__TASK INSTRUCTIONS__. This task calls for copying every line of the records that includes the word "clicks".

________

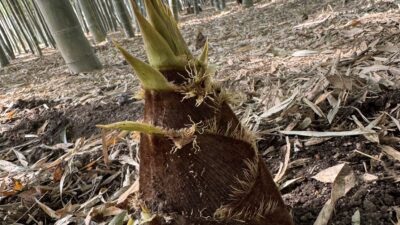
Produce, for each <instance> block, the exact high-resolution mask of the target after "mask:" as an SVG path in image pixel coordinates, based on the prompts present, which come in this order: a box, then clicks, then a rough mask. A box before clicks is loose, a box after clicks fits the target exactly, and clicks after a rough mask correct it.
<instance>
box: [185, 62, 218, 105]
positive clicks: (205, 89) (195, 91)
mask: <svg viewBox="0 0 400 225" xmlns="http://www.w3.org/2000/svg"><path fill="white" fill-rule="evenodd" d="M185 69H186V72H187V74H188V75H187V77H185V78H186V80H187V81H186V82H185V83H184V84H183V85H182V86H180V87H179V92H181V93H183V95H184V97H183V99H188V98H194V97H196V106H199V105H201V104H202V103H203V102H204V101H205V99H207V98H210V99H212V94H213V93H214V90H215V86H214V83H213V82H212V79H211V77H212V76H214V74H215V71H216V70H215V68H214V67H212V66H207V67H206V66H196V64H195V63H188V65H187V66H186V68H185Z"/></svg>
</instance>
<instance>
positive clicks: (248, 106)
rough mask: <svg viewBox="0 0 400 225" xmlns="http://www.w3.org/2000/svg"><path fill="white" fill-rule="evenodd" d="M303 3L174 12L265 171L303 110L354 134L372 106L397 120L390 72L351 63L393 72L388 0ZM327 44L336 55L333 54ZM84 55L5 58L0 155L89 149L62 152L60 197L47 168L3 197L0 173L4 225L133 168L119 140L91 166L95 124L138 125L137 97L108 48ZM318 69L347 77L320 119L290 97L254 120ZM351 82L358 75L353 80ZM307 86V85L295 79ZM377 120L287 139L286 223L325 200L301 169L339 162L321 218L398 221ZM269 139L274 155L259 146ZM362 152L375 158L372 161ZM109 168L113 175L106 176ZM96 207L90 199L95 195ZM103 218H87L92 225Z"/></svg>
mask: <svg viewBox="0 0 400 225" xmlns="http://www.w3.org/2000/svg"><path fill="white" fill-rule="evenodd" d="M304 2H305V1H302V0H291V1H272V2H269V1H260V2H258V3H256V5H255V7H253V8H251V9H242V8H240V7H238V6H236V4H235V3H233V2H231V3H229V4H228V9H227V10H225V11H223V12H215V11H214V10H213V9H212V8H206V9H205V11H203V12H202V14H200V15H199V16H197V17H196V16H194V15H183V16H182V20H181V21H182V22H181V23H182V29H183V33H184V36H185V38H186V39H187V40H188V42H189V43H190V46H191V48H192V49H193V50H194V46H195V44H196V43H195V42H196V38H195V37H196V33H197V30H198V29H199V28H201V29H202V30H203V32H204V34H205V35H206V36H208V37H209V41H210V45H211V48H210V57H211V58H210V61H211V62H212V63H214V64H216V65H217V66H218V68H219V72H218V74H217V76H216V80H217V81H219V82H221V84H222V86H224V87H227V88H229V89H231V90H232V91H234V92H237V93H241V94H240V95H239V97H240V98H239V103H238V104H237V105H236V106H235V112H236V113H237V114H238V115H240V116H241V117H243V119H244V121H245V122H246V123H247V125H249V126H251V127H258V131H260V133H261V134H262V135H261V136H262V139H261V140H260V141H259V143H258V144H259V150H260V154H262V155H263V157H264V159H265V161H266V162H267V165H268V167H269V168H270V170H271V172H272V174H276V173H277V172H278V170H279V166H280V163H281V162H283V160H284V151H283V150H282V149H285V147H284V146H285V144H286V141H285V137H284V135H282V134H281V133H279V132H278V130H284V129H285V128H287V127H292V129H293V128H298V127H299V125H298V123H297V122H296V123H295V124H296V125H295V126H291V124H292V123H294V121H299V119H298V118H301V119H300V121H301V120H303V119H304V118H306V117H309V118H311V120H312V123H311V124H310V126H309V127H308V128H307V129H308V130H313V131H321V132H323V131H328V130H329V131H339V130H351V129H355V128H357V126H355V125H354V117H355V118H357V119H358V120H359V121H363V120H364V117H365V118H368V119H369V121H372V120H374V119H375V118H376V117H377V116H378V115H380V114H381V113H382V112H385V113H387V115H391V116H392V117H394V118H397V119H399V113H398V108H399V107H398V106H399V105H400V90H399V89H397V88H398V87H399V85H400V82H399V80H400V78H399V74H397V73H398V71H397V70H395V69H387V70H384V71H381V70H377V71H375V72H371V73H367V72H365V71H364V70H363V69H364V68H366V67H368V66H372V65H387V66H391V67H393V68H399V66H400V58H399V54H398V52H399V51H400V45H399V41H400V38H399V37H400V36H399V35H398V34H399V31H398V29H399V25H400V17H399V16H396V15H400V11H399V9H398V6H397V5H396V4H395V3H393V2H392V1H375V2H376V3H375V4H372V5H371V4H370V3H369V2H370V1H338V0H337V1H334V0H324V1H307V3H305V4H304ZM324 19H325V20H324ZM321 20H322V21H323V22H319V23H316V24H315V26H314V25H313V26H312V27H306V28H302V29H300V30H298V29H295V28H294V27H295V26H298V25H304V24H307V23H309V22H310V23H311V22H316V21H317V22H318V21H321ZM357 21H359V22H357ZM360 21H361V22H360ZM348 23H354V24H355V25H354V26H353V25H351V26H350V28H349V27H348V25H346V24H348ZM359 23H361V25H359ZM357 24H358V25H357ZM356 29H359V30H356ZM110 36H111V37H112V38H114V39H116V40H118V41H120V42H121V43H122V46H124V47H125V48H127V49H128V50H129V51H130V52H132V53H133V54H135V55H138V56H139V57H141V58H143V59H144V58H145V56H144V53H143V46H142V41H141V38H140V36H138V37H135V38H133V39H129V40H126V39H123V38H122V37H121V34H112V35H110ZM375 42H376V43H375ZM371 43H375V45H373V47H368V48H367V49H368V50H365V49H366V47H365V45H367V46H371ZM303 49H309V50H315V51H318V53H317V55H315V54H311V55H306V56H304V57H292V56H291V54H292V53H293V52H296V51H298V50H303ZM388 49H389V50H388ZM390 49H394V50H393V51H392V50H390ZM339 51H340V52H341V54H342V55H341V57H338V54H339V53H338V52H339ZM362 51H367V54H366V56H365V55H360V54H361V53H360V52H362ZM96 53H97V54H98V55H99V57H100V59H101V61H102V62H103V64H104V65H105V68H104V69H103V70H101V71H95V72H91V73H87V74H76V75H71V74H69V73H68V71H67V68H66V66H65V64H64V62H63V61H62V58H61V56H60V55H59V54H58V53H57V52H55V51H54V50H46V51H45V55H44V56H43V58H41V59H37V58H34V57H32V56H29V55H23V56H20V57H19V58H18V59H17V60H15V61H14V62H12V63H13V65H11V66H9V67H7V68H5V69H2V70H1V72H0V78H1V79H0V159H2V160H7V161H10V162H13V163H14V164H16V165H20V163H21V162H20V161H19V160H18V158H17V157H16V156H15V155H13V153H12V150H13V149H14V150H15V149H16V150H18V151H19V152H22V153H23V154H25V156H26V157H27V161H28V163H29V165H32V164H34V163H36V162H37V161H38V160H40V159H41V158H44V157H49V158H48V161H47V162H51V161H55V160H56V159H57V158H59V157H61V156H62V155H63V154H66V152H68V151H69V150H68V151H67V150H65V149H63V148H54V149H53V150H52V151H49V149H48V148H47V147H48V146H53V147H54V146H56V145H57V144H59V143H64V144H65V143H70V144H72V145H74V143H75V145H74V146H75V148H77V147H76V146H77V145H78V144H77V143H76V142H77V140H87V141H88V143H87V144H88V146H92V145H93V146H92V147H87V149H86V148H85V149H86V150H85V151H87V154H86V153H84V154H82V155H79V156H76V158H74V160H75V161H76V164H75V166H76V168H78V169H77V170H76V171H75V172H74V171H72V172H70V173H69V175H68V179H66V181H65V184H68V187H66V188H67V190H66V191H65V192H66V193H64V195H63V199H61V198H60V197H59V193H58V192H57V191H58V189H59V185H60V180H59V179H56V178H55V177H56V175H55V171H54V170H52V171H50V172H49V174H52V175H49V176H48V177H49V178H47V177H45V176H43V177H42V178H41V179H39V180H34V181H32V180H33V178H32V180H29V179H31V178H29V179H28V178H26V179H25V178H21V177H19V178H18V179H20V180H21V181H24V182H26V184H25V183H24V188H23V190H21V191H18V195H10V196H8V195H5V194H4V193H5V192H4V193H3V192H2V189H1V188H3V187H4V185H3V183H7V182H8V183H7V184H9V183H10V181H9V180H10V179H11V178H14V177H18V175H16V174H14V173H11V172H10V173H9V174H8V175H9V177H8V178H4V179H3V178H1V179H0V193H2V195H0V206H7V207H12V206H13V207H17V208H18V209H16V210H15V212H13V213H14V214H13V213H12V214H11V216H8V217H7V218H6V216H5V215H6V213H5V212H7V209H5V208H6V207H3V208H0V216H1V218H0V219H4V218H6V219H5V220H4V221H6V222H5V223H3V221H1V220H0V221H1V222H0V224H6V223H7V224H9V223H10V222H15V221H16V220H18V221H19V222H20V223H23V224H35V222H34V221H32V220H30V219H29V217H28V216H27V214H32V215H33V217H35V218H36V219H37V220H41V221H43V223H44V224H53V223H54V221H55V219H54V218H53V219H51V218H50V217H49V216H48V215H47V214H46V213H45V212H44V211H43V210H39V209H34V210H32V208H33V207H34V206H35V204H36V203H35V201H34V200H33V199H32V196H35V197H37V198H40V201H41V202H43V203H45V204H46V205H47V206H49V207H51V208H52V209H54V210H56V209H60V208H63V207H64V204H63V203H66V202H68V201H71V202H72V203H73V204H83V203H85V202H86V201H88V200H89V199H90V198H91V197H93V196H95V195H97V194H98V193H99V191H100V190H101V188H102V187H108V189H107V190H106V192H105V194H104V195H106V197H110V196H112V195H113V194H114V193H115V192H117V191H120V190H121V189H122V188H123V182H124V180H127V177H131V178H132V177H135V175H136V174H137V169H138V168H137V167H135V166H134V163H132V162H130V161H129V160H128V161H129V162H127V161H126V159H124V158H123V157H122V156H123V155H125V156H129V157H130V158H133V159H135V157H136V155H135V151H134V150H132V148H133V149H134V145H133V144H131V142H129V141H126V142H118V143H116V145H115V146H116V147H113V148H112V150H111V151H110V154H112V153H115V154H116V155H118V156H121V157H115V158H114V159H113V160H111V162H110V164H109V165H108V166H106V165H105V164H104V163H103V160H102V157H103V155H102V148H101V147H100V146H101V141H100V140H101V137H100V132H101V130H100V129H97V128H96V127H95V126H96V125H97V124H107V123H111V122H117V121H124V120H140V119H141V118H142V115H143V101H142V100H138V99H137V98H135V97H134V96H135V95H136V94H137V92H138V91H139V90H140V88H139V83H138V81H137V79H136V78H135V76H134V75H133V72H132V71H131V69H130V68H129V66H128V65H126V62H124V60H123V59H122V57H121V56H120V55H119V54H118V52H117V51H116V50H115V49H114V48H113V47H112V45H111V44H110V43H103V44H101V45H98V46H96ZM335 62H336V64H335ZM382 62H383V63H382ZM333 65H336V67H335V66H333ZM332 68H335V71H336V73H335V71H333V72H332V70H333V69H332ZM363 71H364V72H365V73H364V72H363ZM326 74H331V75H332V74H341V76H342V75H343V76H345V75H348V76H349V77H352V78H354V79H353V80H352V84H353V86H352V88H351V89H346V90H345V91H346V93H347V94H348V98H347V99H346V101H345V103H343V105H341V107H340V109H339V111H338V112H337V114H336V116H335V119H334V120H333V122H332V123H328V122H327V121H326V119H324V118H321V117H318V116H317V115H316V114H315V111H314V110H313V109H311V108H310V107H308V106H307V105H306V104H305V103H304V102H302V101H300V100H299V101H298V103H296V105H295V106H293V108H291V109H290V110H288V111H286V112H284V113H283V112H282V113H278V115H274V116H273V117H269V118H268V119H259V116H260V115H261V114H262V113H264V112H266V111H268V109H270V108H271V107H272V106H274V105H277V104H279V103H280V102H282V101H284V100H285V99H287V98H288V97H289V96H291V94H292V93H293V92H294V90H295V89H296V88H300V89H301V90H302V91H303V92H304V96H307V95H308V94H310V93H309V92H311V90H312V89H313V88H314V89H315V87H317V86H323V84H321V83H319V84H317V79H318V78H319V77H321V76H322V75H324V76H325V75H326ZM363 74H373V75H374V76H375V77H373V76H372V75H371V77H373V78H376V80H379V82H378V81H376V80H373V79H372V78H371V80H368V79H367V78H365V76H363ZM377 77H379V78H380V79H378V78H377ZM359 79H363V80H362V82H361V83H360V82H359ZM364 79H365V80H364ZM314 81H315V82H314ZM313 82H314V83H313ZM374 82H375V83H374ZM311 83H313V84H315V85H314V86H307V85H309V84H311ZM314 89H313V90H314ZM322 89H323V90H325V91H326V92H329V91H331V92H332V93H334V94H336V93H339V92H340V91H343V90H342V89H340V88H338V86H337V85H336V86H335V85H333V84H332V83H331V84H329V85H327V86H326V87H325V88H322ZM366 90H369V91H366ZM319 93H321V92H319ZM338 95H339V94H338ZM338 95H335V97H337V96H338ZM360 99H363V101H361V100H360ZM313 100H315V98H314V99H313ZM319 107H320V108H321V109H322V110H323V111H324V112H326V113H328V111H329V110H330V109H331V108H330V107H331V106H330V105H329V103H327V101H325V102H323V103H321V104H320V105H319ZM359 112H361V113H359ZM252 115H254V116H252ZM352 116H354V117H352ZM260 121H261V122H260ZM384 121H386V122H382V123H384V125H382V124H381V125H377V127H379V129H376V130H377V131H378V132H379V134H380V143H379V144H377V143H373V142H371V140H368V139H366V138H365V137H364V136H362V135H359V136H344V137H333V138H330V139H328V140H325V141H322V142H321V143H320V144H314V145H309V146H307V145H306V144H305V143H306V142H307V140H309V138H308V137H302V136H291V137H290V142H291V143H292V144H295V143H300V145H299V147H298V149H297V150H294V151H293V152H292V154H291V157H290V162H294V161H298V160H301V162H302V163H299V164H294V165H292V166H289V168H288V170H287V172H286V174H285V179H284V180H290V179H294V178H300V179H299V180H298V181H296V182H295V183H293V184H291V185H290V186H288V187H286V188H284V189H282V194H283V197H284V200H285V202H286V204H288V206H289V207H290V208H291V209H292V213H293V217H294V220H295V224H296V225H309V224H313V223H314V221H315V220H316V218H317V216H318V214H319V212H320V211H321V209H322V207H323V206H324V204H325V202H326V201H327V200H328V199H329V198H330V196H331V190H332V184H329V183H322V182H319V181H317V180H315V179H313V178H312V176H314V175H315V174H316V173H317V172H319V171H321V170H323V169H326V168H328V167H331V166H334V165H337V164H339V163H342V162H346V163H348V165H350V166H351V168H352V169H353V170H354V171H355V173H356V175H357V178H358V182H357V185H356V186H355V187H354V188H352V190H350V192H349V193H347V195H346V196H345V197H343V198H341V199H340V200H339V201H338V202H337V205H336V208H335V212H334V215H333V216H332V218H331V219H330V222H329V223H328V224H330V225H339V224H340V225H342V224H343V225H345V224H346V225H347V224H352V216H353V215H354V213H355V212H356V211H357V210H359V211H360V214H361V224H371V225H380V224H382V225H393V224H396V222H397V223H399V221H398V218H399V217H400V215H399V214H396V207H399V206H400V182H399V181H400V179H399V176H400V175H399V171H400V162H399V161H398V160H395V159H393V158H391V157H390V156H388V155H386V154H383V153H382V150H381V148H380V147H379V146H380V144H385V145H389V146H391V147H393V148H394V149H400V142H399V140H398V139H396V138H399V135H400V131H399V129H400V128H399V129H398V128H397V127H396V126H395V125H394V124H392V123H391V122H390V121H391V120H390V118H389V117H386V119H385V120H384ZM363 122H365V121H363ZM364 125H365V126H366V125H368V124H366V123H364ZM277 127H278V128H279V129H278V128H277ZM294 130H296V129H294ZM65 138H66V139H65ZM93 140H96V141H99V142H98V143H97V142H96V143H97V145H95V144H93V142H90V143H89V141H93ZM44 146H47V147H44ZM132 146H133V147H132ZM271 146H272V147H274V149H275V150H271V151H269V150H268V149H271ZM88 149H89V150H88ZM355 150H358V151H360V152H363V153H364V154H359V153H358V152H357V151H355ZM118 151H119V153H118V154H117V153H116V152H118ZM132 152H134V153H133V154H132ZM371 157H376V158H379V160H380V161H377V160H374V159H371ZM124 160H125V161H124ZM135 160H136V161H137V159H135ZM135 160H133V161H135ZM90 163H93V165H92V166H89V167H90V168H91V169H90V170H89V169H88V168H89V167H87V166H88V164H90ZM59 166H60V168H63V169H62V170H63V171H65V170H66V168H67V167H70V166H71V165H69V164H68V162H63V163H62V164H60V165H59ZM53 169H54V168H53ZM119 172H120V173H119ZM366 172H368V173H369V174H374V175H376V176H377V178H378V179H377V180H374V181H365V180H363V179H362V177H363V175H364V174H365V173H366ZM117 173H118V176H116V177H115V178H113V175H114V174H117ZM3 174H4V173H3ZM124 174H128V175H124ZM111 178H113V179H111ZM7 179H8V181H7ZM96 179H98V180H99V182H97V181H96ZM107 179H110V180H107ZM27 180H28V181H27ZM106 180H107V182H104V181H106ZM6 181H7V182H6ZM2 185H3V186H2ZM84 185H88V186H90V185H93V188H92V189H91V190H88V189H85V190H83V189H82V190H81V189H79V187H82V186H84ZM65 186H67V185H65ZM35 187H36V189H35ZM38 187H41V188H42V189H46V188H53V189H51V190H53V192H50V191H48V192H46V191H43V190H41V191H38V189H40V188H38ZM44 187H46V188H44ZM125 188H126V187H125ZM46 190H47V189H46ZM70 190H73V191H70ZM32 193H33V194H32ZM54 193H56V194H54ZM13 204H14V205H13ZM96 204H97V205H100V204H102V203H101V202H100V201H99V202H97V203H96ZM124 206H125V207H126V206H127V204H125V205H124ZM36 208H37V207H36ZM130 210H133V209H130ZM27 212H28V213H27ZM131 212H132V211H131ZM397 213H399V212H397ZM105 219H106V218H103V217H96V218H95V220H96V221H99V222H100V221H103V220H105Z"/></svg>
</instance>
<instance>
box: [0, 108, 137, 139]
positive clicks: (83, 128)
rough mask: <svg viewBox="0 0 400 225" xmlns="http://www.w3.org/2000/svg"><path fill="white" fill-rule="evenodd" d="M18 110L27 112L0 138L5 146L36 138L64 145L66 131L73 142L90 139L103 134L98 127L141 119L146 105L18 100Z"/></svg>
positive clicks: (23, 113)
mask: <svg viewBox="0 0 400 225" xmlns="http://www.w3.org/2000/svg"><path fill="white" fill-rule="evenodd" d="M43 104H46V105H47V107H44V106H43ZM48 107H50V108H48ZM14 108H18V109H20V110H23V112H22V115H20V117H21V119H18V120H17V121H15V126H14V127H13V128H12V129H11V130H9V131H8V132H6V133H5V134H3V136H2V137H0V142H6V144H5V146H15V145H18V144H21V143H24V142H26V141H28V140H29V138H32V136H33V137H34V136H35V135H37V136H38V137H39V138H40V140H41V142H42V143H44V144H48V145H51V144H56V143H60V142H62V138H61V133H62V132H64V130H65V131H66V137H67V140H68V141H69V142H74V141H75V140H76V139H78V138H80V137H85V138H88V137H91V136H92V135H96V134H99V133H100V129H98V128H96V125H97V124H107V123H111V122H117V121H123V120H138V119H140V117H141V115H142V111H143V104H142V103H141V102H140V101H125V100H124V101H117V102H108V103H105V104H104V103H92V104H86V105H78V106H61V105H55V103H52V102H48V101H45V100H33V101H26V100H18V101H17V102H16V104H14ZM7 143H8V144H7Z"/></svg>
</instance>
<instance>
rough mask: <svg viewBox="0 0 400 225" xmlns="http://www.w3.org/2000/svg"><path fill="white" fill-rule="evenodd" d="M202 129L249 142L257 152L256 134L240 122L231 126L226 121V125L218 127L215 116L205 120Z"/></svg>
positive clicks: (257, 136)
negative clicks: (224, 125)
mask: <svg viewBox="0 0 400 225" xmlns="http://www.w3.org/2000/svg"><path fill="white" fill-rule="evenodd" d="M204 131H205V132H206V133H210V134H217V135H222V136H225V137H230V138H233V139H236V140H241V141H244V142H246V143H249V144H251V145H252V147H253V149H254V150H255V151H256V154H257V146H256V142H257V137H258V136H257V134H256V133H255V132H252V131H250V130H248V129H246V128H244V127H242V126H240V124H239V125H237V126H236V127H235V128H232V123H228V125H227V127H224V128H221V127H219V124H218V121H217V118H213V119H210V120H208V121H206V122H205V124H204Z"/></svg>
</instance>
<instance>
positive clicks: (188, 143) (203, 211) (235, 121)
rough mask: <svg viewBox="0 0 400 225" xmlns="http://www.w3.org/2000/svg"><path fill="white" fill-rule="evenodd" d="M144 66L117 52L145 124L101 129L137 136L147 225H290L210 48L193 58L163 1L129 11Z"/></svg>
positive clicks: (282, 206) (140, 197) (264, 165)
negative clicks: (128, 132) (120, 129)
mask: <svg viewBox="0 0 400 225" xmlns="http://www.w3.org/2000/svg"><path fill="white" fill-rule="evenodd" d="M132 5H133V8H134V13H135V16H136V19H137V21H138V23H139V25H140V28H141V32H142V37H143V40H144V47H145V50H146V54H147V58H148V62H149V64H147V63H144V62H142V61H140V60H139V59H137V58H135V57H134V56H132V55H130V54H129V53H128V52H127V51H126V50H124V49H122V48H121V47H119V46H118V48H119V49H120V51H121V52H122V54H123V55H124V57H125V58H126V60H127V62H129V63H130V64H131V65H132V67H133V69H134V70H135V72H136V74H137V76H138V77H139V79H140V81H141V84H142V88H143V89H144V90H145V93H144V100H145V107H144V120H143V121H144V122H143V123H138V122H129V121H125V122H120V123H115V124H111V125H100V126H99V127H101V128H119V129H125V130H130V131H139V132H141V136H140V148H139V155H140V169H139V193H140V195H139V205H145V206H146V207H148V208H149V209H150V211H152V212H155V213H156V215H154V217H152V218H153V219H152V220H151V221H149V222H147V223H144V224H145V225H161V224H165V222H166V221H165V220H164V218H165V217H168V218H170V219H171V220H170V221H169V223H168V224H173V225H293V222H292V218H291V216H290V214H289V212H288V210H287V209H286V206H285V204H284V202H283V200H282V197H281V194H280V192H279V190H278V188H277V186H276V184H275V182H274V181H273V178H272V176H271V174H270V172H269V171H268V169H267V167H266V164H265V162H264V161H263V159H262V157H261V156H260V155H259V154H258V151H257V146H256V141H255V138H254V135H252V133H251V132H250V131H248V130H247V129H246V128H245V127H243V126H242V125H241V124H240V122H239V119H238V118H237V117H236V115H235V114H234V112H233V111H232V109H231V108H230V106H229V104H228V102H229V95H227V94H226V92H224V91H223V90H221V89H220V88H219V87H218V86H217V85H215V84H214V83H213V81H212V77H213V75H214V74H215V69H214V68H213V67H212V66H210V65H209V64H208V59H207V57H208V43H207V42H206V44H205V46H204V48H203V52H202V54H201V55H200V56H199V57H194V56H193V55H192V53H191V52H190V51H189V48H188V46H187V45H186V43H185V42H184V40H183V37H182V35H181V34H180V32H179V29H178V26H177V23H176V21H175V19H174V18H173V16H172V13H171V12H170V11H169V9H168V7H167V6H165V5H164V4H163V3H162V2H161V0H145V5H146V11H147V15H148V20H146V19H145V18H144V17H143V16H142V14H141V13H140V12H139V8H138V7H137V5H136V4H135V3H133V4H132Z"/></svg>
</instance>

________

__OUTPUT FOR THIS EXERCISE__.
Produce, for each <instance> block, the exact high-resolution mask of the target after "mask:" as an SVG path in image pixel coordinates, based on the prompts present, which come in this order: a box, then clicks, then a rough mask. A box before clicks is loose, a box after clicks fits the target exactly, and clicks after a rough mask correct it.
positive clicks: (205, 89) (195, 91)
positive clicks: (248, 106)
positive clicks: (83, 128)
positive clicks: (23, 113)
positive clicks: (257, 136)
negative clicks: (224, 125)
positive clicks: (188, 143) (203, 211) (235, 121)
positive clicks: (282, 206) (140, 197) (264, 165)
negative clicks: (128, 132) (120, 129)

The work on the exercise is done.